■ TASK PROMPT ■
Put the lines below into a Markdown table with the columns No. and Line, numbering the rows and leaving out any blank lines.

— Start of DATA FOR THE TASK —

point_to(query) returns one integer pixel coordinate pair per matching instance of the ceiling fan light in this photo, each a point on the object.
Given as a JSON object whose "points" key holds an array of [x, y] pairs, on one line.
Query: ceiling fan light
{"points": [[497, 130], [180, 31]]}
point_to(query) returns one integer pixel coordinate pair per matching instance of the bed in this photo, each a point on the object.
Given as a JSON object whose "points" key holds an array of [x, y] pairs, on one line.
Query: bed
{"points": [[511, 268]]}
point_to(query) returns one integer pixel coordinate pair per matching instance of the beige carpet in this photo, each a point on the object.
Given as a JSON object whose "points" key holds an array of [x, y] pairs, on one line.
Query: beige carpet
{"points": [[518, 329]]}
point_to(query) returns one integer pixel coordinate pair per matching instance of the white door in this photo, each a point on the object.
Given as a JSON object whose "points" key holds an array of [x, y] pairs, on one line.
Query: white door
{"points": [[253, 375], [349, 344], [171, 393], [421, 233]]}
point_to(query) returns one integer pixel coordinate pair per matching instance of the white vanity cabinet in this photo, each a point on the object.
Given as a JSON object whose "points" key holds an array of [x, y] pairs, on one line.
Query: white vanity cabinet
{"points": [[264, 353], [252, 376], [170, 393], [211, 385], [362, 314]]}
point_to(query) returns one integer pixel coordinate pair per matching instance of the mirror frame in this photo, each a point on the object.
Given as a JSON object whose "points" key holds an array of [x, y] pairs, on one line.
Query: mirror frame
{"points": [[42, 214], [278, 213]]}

— End of DATA FOR THE TASK —

■ SOLUTION TO THIS TASK ■
| No. | Line |
|---|---|
| 1 | point_to(query) returns one integer pixel coordinate pair per matching instance of the ceiling fan light in this photo, each a point on the object. |
| 2 | Given as a JSON object whose "points" key holds an array of [x, y] pairs, on one line. |
| 3 | Query: ceiling fan light |
| 4 | {"points": [[497, 130], [180, 31]]} |
| 5 | point_to(query) returns one integer pixel coordinate pair per matching instance of the bed in this photo, each a point on the object. |
| 6 | Given as a JSON object whose "points" key holds an array of [x, y] pairs, on one line. |
| 7 | Query: bed |
| 8 | {"points": [[511, 268]]} |
| 9 | point_to(query) returns one integer pixel coordinate pair per matching instance of the beige carpet in this photo, each a point on the object. |
| 10 | Given as a JSON object whose "points" key holds an array of [x, y] pairs, on one line. |
| 11 | Query: beige carpet |
| 12 | {"points": [[518, 329]]} |
| 13 | point_to(query) returns one integer pixel coordinate pair per matching instance of the white door in this photo, each a point on the object. |
| 14 | Given as a JSON object whose "points" key holds an array of [x, y] pairs, on one line. |
| 15 | Query: white door |
| 16 | {"points": [[253, 375], [349, 344], [171, 393], [421, 233]]} |
| 17 | point_to(query) returns one integer pixel coordinate pair per matching instance of the white vanity cabinet in this photo, each a point on the object. |
| 18 | Given as a JSON object whose "points" key holds an array of [x, y] pairs, on one line. |
| 19 | Query: white vanity cabinet |
| 20 | {"points": [[264, 353], [252, 376], [170, 393], [211, 385], [362, 314]]} |
| 21 | point_to(query) returns one integer pixel coordinate pair per matching instance of the mirror frame in this photo, each a point on the object. |
| 22 | Given as a JSON object whose "points" key holds an array of [x, y] pairs, on one line. |
| 23 | Query: mirror frame |
| 24 | {"points": [[42, 214], [278, 213]]} |